### [AUFGABE 1]
Prüfe anhand des folgenden Auszugs über Syriza, ob die Aussagen (a) bis (c) zutreffen: (a) Syriza kam bei den Wahlen im September 2015 auf 35,5 Prozent. (b) Die „Gruppe der 53“ machte ihren Vorschlag Ende 2016. (c) Die Regierung Tsipras hat im Parlament eine Mehrheit von fünf Stimmen. Antworte jeweils mit Ja oder Nein und zitiere die entscheidenden Worte des Auszugs wörtlich.

### [AUSZUG]
::::

Diese Sparpolitik hatte zur Folge, daß Syriza von 35,5 Prozent bei den Wahlen im September 2015 auf 14,1 Prozent in Umfragen Ende 2016 abgestürzt ist. Bereits im Frühjahr 2016 schlug die sogenannte "Gruppe der 53" innerhalb Syrizas vor, die Regierung solle zurücktreten und die Verantwortung für die Sparmaßnahmen der Nachfolgeregierung ans Bein binden: Lieber "im heroischen Kampf gegen die interne und externe Troika untergehen, als schändlich von der eigenen Gesellschaft in die Wüste geschickt zu werden". Da die Regierung von Ministerpräsident Alexis Tsipras nur über eine knappe Mehrheit von drei Stimmen im Parlament verfügt und wegen der Sparpolitik unter wachsendem Druck steht, will die EU dem Verlust einer kollaborierenden Administration in Athen vorbeugen.

::::

### [ZU BEARBEITENDE DATEN]
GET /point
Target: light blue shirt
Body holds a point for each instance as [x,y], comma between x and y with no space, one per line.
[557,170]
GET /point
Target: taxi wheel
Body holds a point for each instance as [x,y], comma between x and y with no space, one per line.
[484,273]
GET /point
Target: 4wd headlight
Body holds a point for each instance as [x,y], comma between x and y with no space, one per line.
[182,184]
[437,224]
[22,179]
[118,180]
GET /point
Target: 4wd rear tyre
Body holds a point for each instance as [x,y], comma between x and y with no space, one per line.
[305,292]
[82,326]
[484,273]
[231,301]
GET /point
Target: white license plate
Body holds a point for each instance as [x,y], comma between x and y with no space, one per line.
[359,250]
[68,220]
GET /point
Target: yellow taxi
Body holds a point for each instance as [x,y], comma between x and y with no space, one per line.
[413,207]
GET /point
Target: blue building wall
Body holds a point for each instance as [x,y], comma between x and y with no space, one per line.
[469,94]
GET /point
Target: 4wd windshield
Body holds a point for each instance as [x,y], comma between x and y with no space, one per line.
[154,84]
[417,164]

::::

### [AUFGABE 2]
Gib sämtliche Zeilen der obigen Auflistung unverändert zurück.

### [SCHRIFTLICHE LÖSUNG 1]
(a) Ja: „Syriza von 35,5 Prozent bei den Wahlen im September 2015“
(b) Nein: „Bereits im Frühjahr 2016 schlug die sogenannte“
(c) Nein: „nur über eine knappe Mehrheit von drei Stimmen im Parlament verfügt“

### [SCHRIFTLICHE LÖSUNG 2]
GET /point
Target: light blue shirt
Body holds a point for each instance as [x,y], comma between x and y with no space, one per line.
[557,170]
GET /point
Target: taxi wheel
Body holds a point for each instance as [x,y], comma between x and y with no space, one per line.
[484,273]
GET /point
Target: 4wd headlight
Body holds a point for each instance as [x,y], comma between x and y with no space, one per line.
[182,184]
[437,224]
[22,179]
[118,180]
GET /point
Target: 4wd rear tyre
Body holds a point for each instance as [x,y], comma between x and y with no space, one per line.
[305,292]
[82,326]
[484,273]
[231,301]
GET /point
Target: white license plate
Body holds a point for each instance as [x,y], comma between x and y with no space, one per line.
[359,250]
[68,220]
GET /point
Target: yellow taxi
Body holds a point for each instance as [x,y], comma between x and y with no space, one per line.
[413,207]
GET /point
Target: blue building wall
Body holds a point for each instance as [x,y], comma between x and y with no space, one per line.
[469,94]
GET /point
Target: 4wd windshield
Body holds a point for each instance as [x,y], comma between x and y with no space, one per line.
[154,84]
[417,164]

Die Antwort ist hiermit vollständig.